- CONSIGNES -
A. Recopiez sans rien changer le passage de l'article sur le projet de loi 22.20 qui s'ouvre sur les mots contenant « Du côté du parti » et se termine par « clairement le contenu. ».
B. D'après l'article sur le projet de loi 22.20, à quelle date le gouvernement a-t-il programmé ce projet de loi ?

Désavoué par la majorité gouvernementale
Au moment où le monde célèbre, ce 3 mai, la journée mondiale de la liberté de la presse, le Maroc se retrouve embourbé dans une querelle stérile sur la régulation des réseaux sociaux. Le 19 mars dernier et en dépit de la mise en garde du Conseil national de la presse, le gouvernement s’est entêté à programmer un projet de loi 22.20 portant sur l’utilisation des réseaux sociaux. Le texte fut adopté dans l’anonymat total jusqu’au jour où, de l’intérieur du gouvernement, quelqu’un décide d’en dévoiler une partie du contenu, provoquant un tollé général.
Mis à part le timing de cette fuite et les interrogations qu’il suscite ainsi que la procédure peu habituelle suivie pour son adoption, ce projet a la particularité de rester sans parrain puisque aucune des composantes de l’actuelle majorité n’a osé l’adopter publiquement.
Du côté du parti qui dirige le gouvernement, on se démène du mieux que l’on peut pour s’en distancier et se dédouaner également de la fuite organisée de son contenu.
Quant au parti du ministre de la Justice, supposé être le parrain de cette loi, on n’a pas trouvé mieux que de jeter la balle dans le camp du parti du chef de gouvernement, l’accusant de semer la confusion au sein de la majorité, au moment où certains de ses militants ont dénoncé clairement le contenu.
Le Parti de la colombe, membre de la coalition et que tout le monde attendait sur cette question, n’a pas dérogé à la règle. Sa direction s’est fondue d’un communiqué qui dénonce la fuite sans soutenir le contenu du projet.
Même son de cloche de la part du très discret parti de l’épi qui s’est contenté d’appeler au calme, au consensus et à la défense des acquis…
Devant cette situation confuse, il est légitime de s’interroger sur les origines et les intentions de ce texte galeux que toute la majorité désavoue et s’en désolidarise.
Des dirigeants de partis politiques, d’organisations de défense des droits humains ainsi que le SNPM ont condamné cette loi et demandé son retrait. Des pétitions ont été lancées dans le même sens, devant le silence assourdissant et suspect du gouvernement.
L’Exécutif a eu l’opportunité de se rattraper, à l’occasion du dernier conseil de gouvernement pour s’adresser aux Marocains et les rassurer en donnant une réponse officielle et convaincante. Sauf, qu’encore une fois, par une indifférence et une impassibilité blâmable, il a raté de belle manière cette occasion de se racheter.
Avant de se lancer dans une analyse du fond de ce texte, une lecture de sa gestion s’impose : nous sommes devant une démarche, sinon, dangereuse, pour le moins inquiétante dans ce sens qu’elle ne procure pas confiance. Sans oublier de signaler que ce projet de loi n’a pas fait l’objet de consultations préalables avec les institutions concernées ou les organisations de la société civile, des forces politiques…
Beaucoup de ses chapitres sont tout simplement attentatoires aux libertés publiques et individuelles, notamment à la liberté d’expression et au droit d’accès à l’information. Il attente également aux libertés numériques qui constituent les indispensables garde-fous des droits de l’homme dans le monde d’aujourd’hui et de demain.

[Entrées sauvegardées]

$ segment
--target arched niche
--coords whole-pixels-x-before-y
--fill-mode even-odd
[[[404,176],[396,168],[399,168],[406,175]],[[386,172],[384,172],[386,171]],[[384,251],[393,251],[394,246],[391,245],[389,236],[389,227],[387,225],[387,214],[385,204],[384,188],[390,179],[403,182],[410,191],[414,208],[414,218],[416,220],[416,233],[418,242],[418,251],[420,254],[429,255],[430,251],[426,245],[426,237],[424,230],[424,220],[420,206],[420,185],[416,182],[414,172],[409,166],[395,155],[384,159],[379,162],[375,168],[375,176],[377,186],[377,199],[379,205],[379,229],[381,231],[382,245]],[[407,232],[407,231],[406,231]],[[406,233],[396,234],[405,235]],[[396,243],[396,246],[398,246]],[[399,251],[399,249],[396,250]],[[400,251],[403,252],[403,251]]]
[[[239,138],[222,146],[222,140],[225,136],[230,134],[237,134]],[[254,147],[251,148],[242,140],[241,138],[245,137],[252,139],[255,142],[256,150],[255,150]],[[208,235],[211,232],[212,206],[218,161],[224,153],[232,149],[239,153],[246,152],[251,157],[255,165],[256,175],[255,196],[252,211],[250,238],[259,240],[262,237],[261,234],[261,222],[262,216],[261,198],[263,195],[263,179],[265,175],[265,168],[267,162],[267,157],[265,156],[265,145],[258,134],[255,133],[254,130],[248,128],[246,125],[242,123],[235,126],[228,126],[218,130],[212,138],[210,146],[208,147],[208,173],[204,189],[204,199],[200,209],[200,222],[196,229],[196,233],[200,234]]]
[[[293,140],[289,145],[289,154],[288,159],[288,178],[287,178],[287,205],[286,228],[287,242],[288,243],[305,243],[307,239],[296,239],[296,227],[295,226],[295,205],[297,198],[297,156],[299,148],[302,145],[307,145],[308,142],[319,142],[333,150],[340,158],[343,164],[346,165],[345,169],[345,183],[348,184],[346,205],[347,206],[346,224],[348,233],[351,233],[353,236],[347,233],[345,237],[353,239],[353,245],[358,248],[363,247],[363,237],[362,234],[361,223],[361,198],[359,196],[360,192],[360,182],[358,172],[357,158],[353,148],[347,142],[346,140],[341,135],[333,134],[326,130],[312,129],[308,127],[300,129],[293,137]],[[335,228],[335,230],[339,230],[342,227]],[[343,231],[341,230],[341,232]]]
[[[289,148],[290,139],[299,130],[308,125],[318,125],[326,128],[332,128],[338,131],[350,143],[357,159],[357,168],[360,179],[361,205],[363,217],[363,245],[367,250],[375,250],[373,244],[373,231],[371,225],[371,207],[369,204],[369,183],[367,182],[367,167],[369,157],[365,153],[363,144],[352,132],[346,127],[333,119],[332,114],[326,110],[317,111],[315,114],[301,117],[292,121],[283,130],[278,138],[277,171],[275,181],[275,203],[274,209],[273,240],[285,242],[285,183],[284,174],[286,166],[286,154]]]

- RÉPONSES PAR NUMÉRO -
A.
Du côté du parti qui dirige le gouvernement, on se démène du mieux que l’on peut pour s’en distancier et se dédouaner également de la fuite organisée de son contenu.
Quant au parti du ministre de la Justice, supposé être le parrain de cette loi, on n’a pas trouvé mieux que de jeter la balle dans le camp du parti du chef de gouvernement, l’accusant de semer la confusion au sein de la majorité, au moment où certains de ses militants ont dénoncé clairement le contenu.

B. Le 19 mars dernier.